__GOAL__
Print all of the material below line for line, keeping every character unchanged.

— START OF EXERCISE INPUTS —

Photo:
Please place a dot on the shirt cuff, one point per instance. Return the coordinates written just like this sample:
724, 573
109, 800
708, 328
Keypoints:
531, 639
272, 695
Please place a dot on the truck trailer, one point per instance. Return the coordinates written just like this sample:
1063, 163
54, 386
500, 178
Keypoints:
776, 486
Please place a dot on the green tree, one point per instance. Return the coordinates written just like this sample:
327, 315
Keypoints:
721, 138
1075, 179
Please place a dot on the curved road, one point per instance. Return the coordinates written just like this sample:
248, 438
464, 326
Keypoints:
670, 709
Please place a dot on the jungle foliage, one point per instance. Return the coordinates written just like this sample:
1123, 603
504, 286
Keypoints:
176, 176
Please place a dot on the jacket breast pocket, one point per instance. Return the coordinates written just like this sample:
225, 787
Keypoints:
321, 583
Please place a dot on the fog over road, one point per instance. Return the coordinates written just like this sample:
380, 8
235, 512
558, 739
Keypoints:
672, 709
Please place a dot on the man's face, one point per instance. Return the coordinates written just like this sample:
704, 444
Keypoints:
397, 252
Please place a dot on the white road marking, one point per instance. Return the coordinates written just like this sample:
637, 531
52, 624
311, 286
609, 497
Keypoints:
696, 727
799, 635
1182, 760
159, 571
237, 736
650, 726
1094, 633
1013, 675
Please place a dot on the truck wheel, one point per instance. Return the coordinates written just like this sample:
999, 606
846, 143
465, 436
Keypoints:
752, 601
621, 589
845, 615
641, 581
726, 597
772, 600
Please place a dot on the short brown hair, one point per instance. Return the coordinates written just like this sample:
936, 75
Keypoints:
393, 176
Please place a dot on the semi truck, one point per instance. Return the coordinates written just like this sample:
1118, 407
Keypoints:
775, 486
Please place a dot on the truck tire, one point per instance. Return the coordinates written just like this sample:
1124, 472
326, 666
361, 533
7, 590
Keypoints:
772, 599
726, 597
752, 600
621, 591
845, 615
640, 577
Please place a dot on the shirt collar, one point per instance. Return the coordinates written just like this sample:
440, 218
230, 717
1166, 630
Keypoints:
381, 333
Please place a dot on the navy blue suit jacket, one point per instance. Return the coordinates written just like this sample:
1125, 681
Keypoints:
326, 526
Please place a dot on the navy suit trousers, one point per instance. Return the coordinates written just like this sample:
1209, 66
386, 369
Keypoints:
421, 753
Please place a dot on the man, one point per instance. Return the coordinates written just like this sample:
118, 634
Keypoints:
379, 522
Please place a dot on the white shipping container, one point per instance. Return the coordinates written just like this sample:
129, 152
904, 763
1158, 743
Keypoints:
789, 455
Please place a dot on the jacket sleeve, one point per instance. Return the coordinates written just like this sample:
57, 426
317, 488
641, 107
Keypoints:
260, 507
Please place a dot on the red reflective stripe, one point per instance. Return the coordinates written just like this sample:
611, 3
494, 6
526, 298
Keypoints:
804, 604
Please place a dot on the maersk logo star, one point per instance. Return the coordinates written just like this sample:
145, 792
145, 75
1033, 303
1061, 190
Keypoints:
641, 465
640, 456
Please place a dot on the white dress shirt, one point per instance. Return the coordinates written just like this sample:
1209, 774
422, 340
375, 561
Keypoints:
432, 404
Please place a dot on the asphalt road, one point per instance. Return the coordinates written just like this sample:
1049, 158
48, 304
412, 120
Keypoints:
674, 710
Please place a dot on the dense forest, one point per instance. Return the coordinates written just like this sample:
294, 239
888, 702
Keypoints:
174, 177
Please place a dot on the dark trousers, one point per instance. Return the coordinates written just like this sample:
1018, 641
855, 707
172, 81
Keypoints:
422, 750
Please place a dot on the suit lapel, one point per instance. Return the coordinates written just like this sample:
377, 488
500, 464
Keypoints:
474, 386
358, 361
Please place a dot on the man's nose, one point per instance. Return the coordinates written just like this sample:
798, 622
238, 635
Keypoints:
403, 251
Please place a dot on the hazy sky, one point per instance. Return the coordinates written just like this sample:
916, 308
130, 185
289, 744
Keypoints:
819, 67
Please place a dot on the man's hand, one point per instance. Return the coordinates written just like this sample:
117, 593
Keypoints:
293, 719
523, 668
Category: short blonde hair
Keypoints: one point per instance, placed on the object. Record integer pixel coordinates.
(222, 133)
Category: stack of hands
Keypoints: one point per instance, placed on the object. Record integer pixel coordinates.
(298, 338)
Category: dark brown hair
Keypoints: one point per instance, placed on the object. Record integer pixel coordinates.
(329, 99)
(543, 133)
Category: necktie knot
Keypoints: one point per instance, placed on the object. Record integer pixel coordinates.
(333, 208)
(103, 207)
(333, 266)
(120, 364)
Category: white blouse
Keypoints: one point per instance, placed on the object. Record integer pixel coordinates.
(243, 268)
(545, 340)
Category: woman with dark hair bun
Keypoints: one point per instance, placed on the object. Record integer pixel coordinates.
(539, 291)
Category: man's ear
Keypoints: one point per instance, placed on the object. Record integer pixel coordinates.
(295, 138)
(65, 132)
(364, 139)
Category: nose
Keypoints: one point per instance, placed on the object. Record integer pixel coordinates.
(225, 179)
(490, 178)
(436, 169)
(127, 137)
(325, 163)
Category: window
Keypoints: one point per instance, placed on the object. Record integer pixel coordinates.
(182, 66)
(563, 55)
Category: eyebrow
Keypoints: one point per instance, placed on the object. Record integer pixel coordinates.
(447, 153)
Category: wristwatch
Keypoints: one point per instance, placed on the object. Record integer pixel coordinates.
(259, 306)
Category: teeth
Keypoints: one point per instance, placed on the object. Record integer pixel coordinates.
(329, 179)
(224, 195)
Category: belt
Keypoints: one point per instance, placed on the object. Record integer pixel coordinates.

— END OF EXERCISE INPUTS —

__EXERCISE SOLUTION__
Photo:
Please place a dot on the shirt cuff, one point per instance. Return the coordinates written just like this sample:
724, 573
109, 800
708, 328
Keypoints:
531, 639
272, 695
Please place a dot on the truck trailer, one point per instance. Return the coordinates written just like this sample:
1063, 163
54, 386
500, 178
Keypoints:
776, 486
Please place a dot on the green tree, one point per instance. Return the coordinates written just like this sample:
327, 315
Keypoints:
721, 138
1075, 179
Please place a dot on the curved road, one point per instance. Return the coordinates written just like this sample:
248, 438
464, 326
Keypoints:
670, 709
Please place a dot on the jungle foliage, one point per instance. Return the coordinates written just like this sample:
1123, 603
504, 286
Keypoints:
176, 176
Please place a dot on the jacket breast pocket, one point per instance. Return the coordinates written just like this sample:
225, 787
Keypoints:
321, 583
Please place a dot on the fog over road, one point per instance. Return the coordinates written just like this sample:
380, 8
235, 512
558, 739
Keypoints:
672, 709
Please place a dot on the man's face, one point per instance. Return the coordinates written just like this sample:
704, 444
Keypoints:
397, 252
Please place a dot on the white road marking, one point per instance. Return the coordinates written just like this sample:
637, 531
52, 624
311, 286
609, 497
Keypoints:
696, 727
799, 635
1182, 760
159, 571
237, 736
650, 726
1094, 633
1013, 675
Please place a dot on the truck wheel, one point per instance. Return the coordinates written just like this sample:
999, 606
846, 143
465, 436
Keypoints:
752, 601
621, 589
845, 615
641, 581
726, 597
772, 600
Please place a dot on the short brown hair, one point per instance. Return the coordinates written just like this sample:
936, 75
Keypoints:
393, 176
Please place a dot on the semi truck, one point per instance. Return the coordinates written just like this sample:
1118, 407
Keypoints:
775, 486
Please place a dot on the truck tire, one point per instance. Return the coordinates written just like this sample:
1124, 472
326, 666
361, 533
7, 590
Keypoints:
772, 599
726, 597
752, 600
621, 591
845, 615
640, 577
Please place a dot on the shirt collar, one point per instance. Return the coordinates written just like this sample:
440, 218
230, 717
1166, 630
Keypoints:
381, 333
Please place a dot on the navy blue suit jacket, one point per instance. Return the coordinates written just like this sample:
1125, 681
Keypoints:
326, 526
Please place a dot on the navy suit trousers, one point per instance. Return the coordinates written just like this sample:
1209, 66
386, 369
Keypoints:
421, 753
Please place a dot on the man, one point per instance. Return the coordinates written just like this sample:
118, 634
Keypoints:
379, 522
Please place a dot on the white shipping container, one point per instance. Return the coordinates written just like this sample:
129, 152
904, 763
1158, 743
Keypoints:
789, 455
Please place a dot on the jacket sleeve, one point per instance. Return the coordinates written just like this sample:
57, 426
317, 488
641, 107
Keypoints:
260, 507
Please place a dot on the red reflective stripe, one point per instance. Return the coordinates written just like this sample:
611, 3
494, 6
526, 298
Keypoints:
804, 604
Please place a dot on the maersk logo star, one point per instance. Return the coordinates written just like this sample:
145, 792
145, 75
1033, 303
1061, 190
Keypoints:
641, 465
640, 456
Please place a dot on the white dress shirt, one point per instance. Return the coordinates written just like this sample:
1209, 774
422, 340
375, 561
Keypoints:
432, 404
Please place a dot on the asphalt road, one point per instance. Return the coordinates written just like this sample:
1049, 158
48, 304
412, 120
Keypoints:
674, 710
Please place a dot on the dense forest, one point per instance. Return the coordinates written just like this sample:
294, 239
888, 702
Keypoints:
174, 177
Please place a dot on the dark trousers, one point per instance. Return the coordinates written just like this sample:
1018, 641
855, 707
172, 81
Keypoints:
422, 750
Please place a dot on the suit lapel, one point per instance. Return the coordinates written just like this sample:
377, 488
500, 464
Keypoints:
474, 386
358, 361
Please place a dot on the man's nose, one point per instance. Return the coordinates written just like this sample:
798, 622
238, 635
Keypoints:
403, 251
Please place a dot on the hazy sky, one point per instance. Return the coordinates written just like this sample:
916, 308
130, 185
289, 744
Keypoints:
819, 67
Please place a dot on the man's hand, one point per instance. Return the coordinates written just like this sample:
117, 593
Keypoints:
293, 719
523, 668
Category: short blonde hair
Keypoints: one point per instance, placed on the object. Record integer pixel coordinates.
(222, 133)
Category: stack of hands
Keypoints: one point per instance, placed on the object. Record integer pixel coordinates.
(298, 338)
Category: dark brown hair
Keypoints: one point per instance, placed on the object. Record integer pixel coordinates.
(329, 99)
(543, 133)
Category: necktie knot
Keypoints: one point per instance, placed on the object. Record integer pixel coordinates.
(333, 208)
(103, 207)
(333, 266)
(120, 364)
Category: white blouse
Keypoints: one point per instance, placed on the object. Record integer pixel coordinates.
(243, 268)
(545, 340)
Category: woman with dark hair bun
Keypoints: one point per instance, placed on the object. Record integer pixel coordinates.
(539, 291)
Category: man's ear
Keypoints: one point per instance, placed on the object. Record integer pixel coordinates.
(295, 138)
(65, 132)
(364, 139)
Category: nose
Keypoints: one point per instance, placed on the object. Record integer pixel coordinates.
(225, 179)
(490, 178)
(436, 169)
(127, 137)
(325, 163)
Category: window
Keypoints: one point per instance, placed on the object. Record integer pixel coordinates.
(182, 66)
(563, 55)
Category: eyebrow
Keypoints: one point per instance, placed on the object. Record integer pixel coordinates.
(447, 153)
Category: wristwatch
Keypoints: one point per instance, placed on the object. Record integer pixel coordinates.
(259, 306)
Category: teeth
Keypoints: one point per instance, placed on the object. Record integer pixel coordinates.
(329, 179)
(224, 195)
Category: belt
Keypoints: one point per instance, placed on the object. Record integer pixel coordinates.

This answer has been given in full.